DESCRIÇÃO DA TAREFA: Reescreva o trecho do documento a partir de "O problema de" até "o mais atingido.", substituindo "linguagem" por "política".

Nas águas de março

Trump e Bolsonaro enfim juntos. Imperdível oportunidade para a construção de um muro – em volta dos dois.

Como se viu em Suzano, na Nova Zelândia ou Paris, esta é a Era em que qualquer minuto pode se tornar a hora do pesadelo.

Coerente, o Bolsonaro: um presidente sem visão que isenta o visto.

Os favoráveis à tortura merecem ser favorecidos por ela.

O problema de se alimentar o ódio é que ele não gosta de sucrilhos. Sua ração básica é carne humana.

A tecnologia tenta de todo jeito conectar as pessoas. A linguagem, porém, insiste em desconectá-las.

No Brasil, não faltam obstruções à justiça. A começar por certos juízes.

Não é permitido marketing para armas de fogo. Mesmo assim seu público-alvo é o mais atingido.

MATERIAL EXTRAÍDO:
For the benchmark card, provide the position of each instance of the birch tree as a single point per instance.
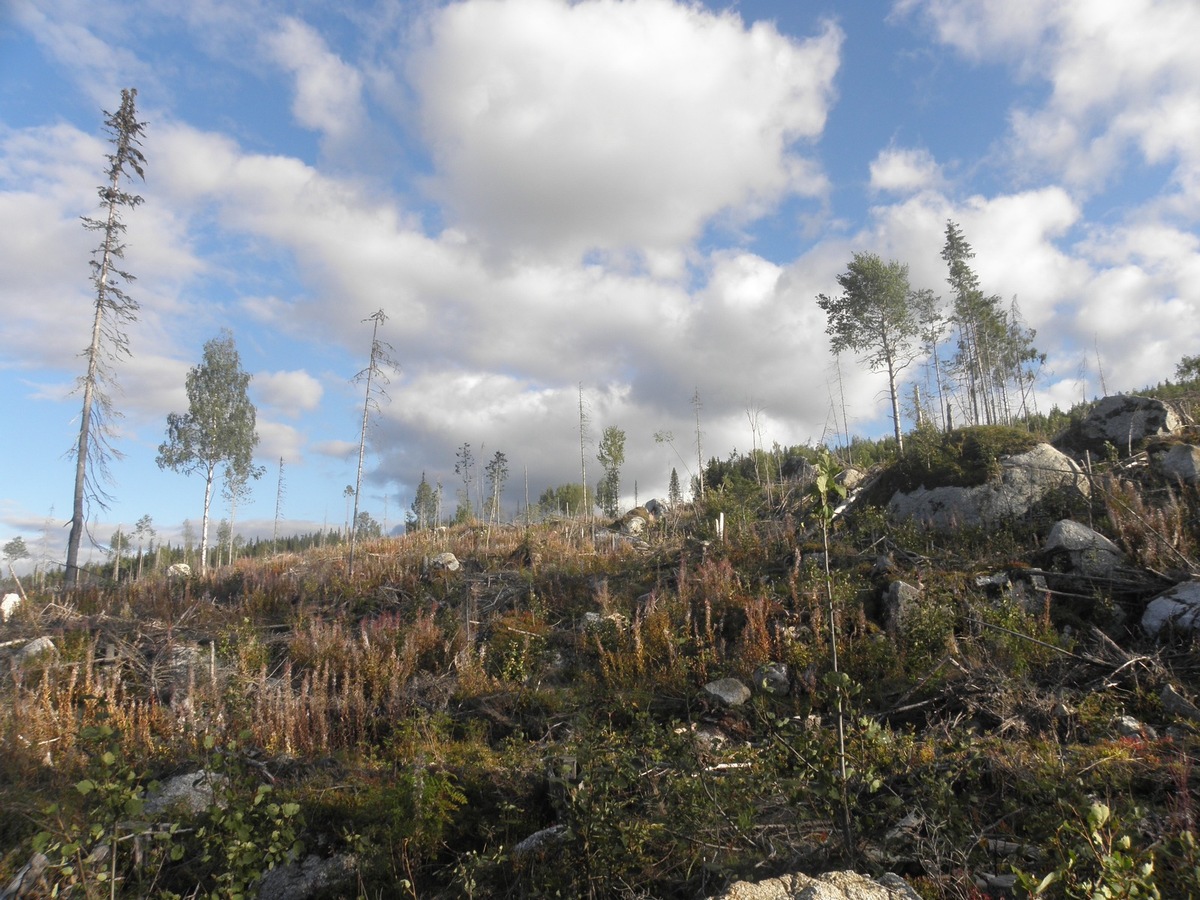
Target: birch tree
(112, 311)
(874, 317)
(217, 427)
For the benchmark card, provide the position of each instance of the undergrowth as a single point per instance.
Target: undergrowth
(432, 724)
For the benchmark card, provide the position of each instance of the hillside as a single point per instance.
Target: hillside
(537, 715)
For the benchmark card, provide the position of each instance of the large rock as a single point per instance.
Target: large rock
(898, 603)
(772, 678)
(730, 691)
(1174, 611)
(9, 606)
(1075, 547)
(831, 886)
(310, 877)
(34, 651)
(1025, 481)
(192, 792)
(1125, 421)
(444, 562)
(1181, 462)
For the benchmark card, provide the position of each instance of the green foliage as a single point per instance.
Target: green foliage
(219, 425)
(95, 850)
(424, 511)
(875, 316)
(16, 550)
(612, 456)
(246, 831)
(964, 457)
(564, 499)
(1188, 369)
(366, 527)
(1096, 862)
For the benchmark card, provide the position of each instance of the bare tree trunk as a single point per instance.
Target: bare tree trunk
(204, 523)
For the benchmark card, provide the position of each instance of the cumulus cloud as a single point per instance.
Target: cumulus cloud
(905, 171)
(328, 90)
(291, 393)
(576, 126)
(1108, 93)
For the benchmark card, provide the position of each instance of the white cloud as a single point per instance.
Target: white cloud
(576, 126)
(336, 449)
(905, 171)
(289, 393)
(1123, 75)
(328, 90)
(279, 441)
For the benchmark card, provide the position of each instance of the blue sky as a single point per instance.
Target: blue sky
(641, 197)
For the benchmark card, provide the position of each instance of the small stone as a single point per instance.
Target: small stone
(729, 691)
(772, 678)
(1177, 705)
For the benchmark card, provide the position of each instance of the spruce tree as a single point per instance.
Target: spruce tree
(112, 311)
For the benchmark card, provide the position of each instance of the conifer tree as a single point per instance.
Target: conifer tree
(112, 311)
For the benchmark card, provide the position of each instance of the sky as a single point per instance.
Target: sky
(633, 202)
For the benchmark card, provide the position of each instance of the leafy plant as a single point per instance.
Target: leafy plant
(246, 831)
(1096, 862)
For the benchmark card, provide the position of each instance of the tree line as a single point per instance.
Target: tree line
(979, 355)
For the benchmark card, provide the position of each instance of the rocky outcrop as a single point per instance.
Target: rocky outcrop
(1122, 421)
(831, 886)
(1174, 611)
(1180, 462)
(1024, 483)
(444, 562)
(310, 877)
(1075, 547)
(729, 691)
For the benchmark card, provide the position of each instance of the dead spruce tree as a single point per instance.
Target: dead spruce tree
(113, 310)
(375, 377)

RESULTADO DA TAREFA:
O problema de se alimentar o ódio é que ele não gosta de sucrilhos. Sua ração básica é carne humana.

A tecnologia tenta de todo jeito conectar as pessoas. A política, porém, insiste em desconectá-las.

No Brasil, não faltam obstruções à justiça. A começar por certos juízes.

Não é permitido marketing para armas de fogo. Mesmo assim seu público-alvo é o mais atingido.